__Text section__

□ □ □ □ □

The start of a new year and, perhaps more significantly, a new decade is fast approaching – and while many may be thinking ahead to New Year’s Eve plans and well-meaning 2020 resolutions, IQ is casting its mind back to the most pivotal industry moments of the last ten years.

Following on from a strong year in 2014, the live music industry in 2015 continued to go from strength to strength, with fans once again showing willingness to spend money on concert tickets.

After the success of their first all-stadia tour, British boyband One Direction embarked on another mammoth concert tour, which came in at number two on the year-end charts, despite the departure of band member Zayn Malik two months in. The tour was the beginning of the end for the band, which went on indefinite hiatus the following year.

2015 was a busy year in the live business, notably seeing the birth of Tim Leiweke and Irving Azoff’s Oak View Group. It was also the year that the Robert Sillerman’s rebirthed SFX Entertainment began to run into some serious trouble…


2015 in numbers

The top 100 worldwide tours grossed more than US$4.7 billion in 2015, up 14% from the year before but falling short of 2013’s $5bn. Ticket sales were also up, increasing by 16% to 59.7m, again lower than the 2013 total of 63.3m. The average ticket price in 2015 was down $3.30 to $78.80.

Taylor Swift was the top touring artist of the year, grossing $250.4m with her The 1989 world tour. The singer generated nearly $200m in North America alone, smashing the previous record of $162m set by the Rolling Stones in 2005.

One Direction also had a successful year with the On the Road Again tour, coming in behind Swift with year-end gross at $210.2m and selling 2.4m tickets, the most of any artist that year. AC/DC made $180m in ticket sales on their biggest tour to date, with U2’s Innocence + Experience grossing $152.2m and Foo Fighters’ Sonic Highway tour totalling $127m.


2015 in brief

Live Nation takes control of Austin City Limits and Lollapalooza promoter C3 Presents, paying a reported $125m for a 51% stake.

Austrian concert organiser Arcadia agrees a new partnership with four German companies – Four Artists, Chimperator Live, KKT and FKP Scorpio – to found Arcadia Live, a new
concert agency.

Live Nation agrees a joint venture with Thailand-based entertainment firm BEC-Tero. The new company, Live Nation BEC-Tero, will promote concerts by Western, J-Pop and K-Pop artists in the region, a pursuit in which BEC-Tero’s concerts division is already a market leader locally.

□ □ □ □ □

__Tasks to complete__
A. From the 2015 live music review, copy the passage from "2015 in numbers" up to and including "Stones in 2005.".
B. According to the 2015 live music review, which act sold the most tickets in 2015, and how many?
C. List every artist or band whose 2015 tour gross is given in the 2015 live music review.

__Dataset excerpts__
□ □ □ □ □

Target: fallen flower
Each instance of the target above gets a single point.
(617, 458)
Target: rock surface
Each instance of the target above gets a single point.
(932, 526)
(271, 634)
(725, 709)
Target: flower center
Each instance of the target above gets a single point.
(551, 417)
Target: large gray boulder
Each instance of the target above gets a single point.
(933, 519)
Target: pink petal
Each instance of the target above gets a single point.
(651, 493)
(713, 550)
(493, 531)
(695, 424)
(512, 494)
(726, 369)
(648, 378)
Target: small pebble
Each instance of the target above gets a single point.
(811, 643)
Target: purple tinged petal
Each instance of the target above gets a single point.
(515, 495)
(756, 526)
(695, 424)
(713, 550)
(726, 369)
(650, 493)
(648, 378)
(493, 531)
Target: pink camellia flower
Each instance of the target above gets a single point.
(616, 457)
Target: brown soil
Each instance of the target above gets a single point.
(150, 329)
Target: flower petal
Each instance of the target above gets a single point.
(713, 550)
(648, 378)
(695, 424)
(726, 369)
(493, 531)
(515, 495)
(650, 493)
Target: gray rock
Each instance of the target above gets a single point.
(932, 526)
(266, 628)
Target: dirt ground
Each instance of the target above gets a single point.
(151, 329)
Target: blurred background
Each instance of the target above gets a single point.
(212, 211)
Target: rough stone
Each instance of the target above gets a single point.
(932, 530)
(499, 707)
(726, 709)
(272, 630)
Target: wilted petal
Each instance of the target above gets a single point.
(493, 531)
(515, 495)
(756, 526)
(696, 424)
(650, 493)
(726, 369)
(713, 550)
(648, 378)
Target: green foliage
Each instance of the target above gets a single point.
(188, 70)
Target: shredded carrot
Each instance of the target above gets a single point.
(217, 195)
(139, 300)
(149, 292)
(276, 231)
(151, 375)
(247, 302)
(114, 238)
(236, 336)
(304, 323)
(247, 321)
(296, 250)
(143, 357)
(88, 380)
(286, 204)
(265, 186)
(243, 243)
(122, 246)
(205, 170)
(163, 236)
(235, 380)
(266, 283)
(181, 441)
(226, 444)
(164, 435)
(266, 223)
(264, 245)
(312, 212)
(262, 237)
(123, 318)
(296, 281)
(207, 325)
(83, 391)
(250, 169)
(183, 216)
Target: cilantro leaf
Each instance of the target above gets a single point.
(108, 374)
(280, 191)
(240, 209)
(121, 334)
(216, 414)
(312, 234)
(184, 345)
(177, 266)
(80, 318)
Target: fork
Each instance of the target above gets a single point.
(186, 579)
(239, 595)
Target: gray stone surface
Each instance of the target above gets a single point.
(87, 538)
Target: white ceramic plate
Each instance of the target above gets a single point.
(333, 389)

□ □ □ □ □

__Responses for each task__
A.
2015 in numbers

The top 100 worldwide tours grossed more than US$4.7 billion in 2015, up 14% from the year before but falling short of 2013’s $5bn. Ticket sales were also up, increasing by 16% to 59.7m, again lower than the 2013 total of 63.3m. The average ticket price in 2015 was down $3.30 to $78.80.

Taylor Swift was the top touring artist of the year, grossing $250.4m with her The 1989 world tour. The singer generated nearly $200m in North America alone, smashing the previous record of $162m set by the Rolling Stones in 2005.

B. One Direction, with 2.4 million tickets.

C. Taylor Swift, One Direction, AC/DC, U2, Foo Fighters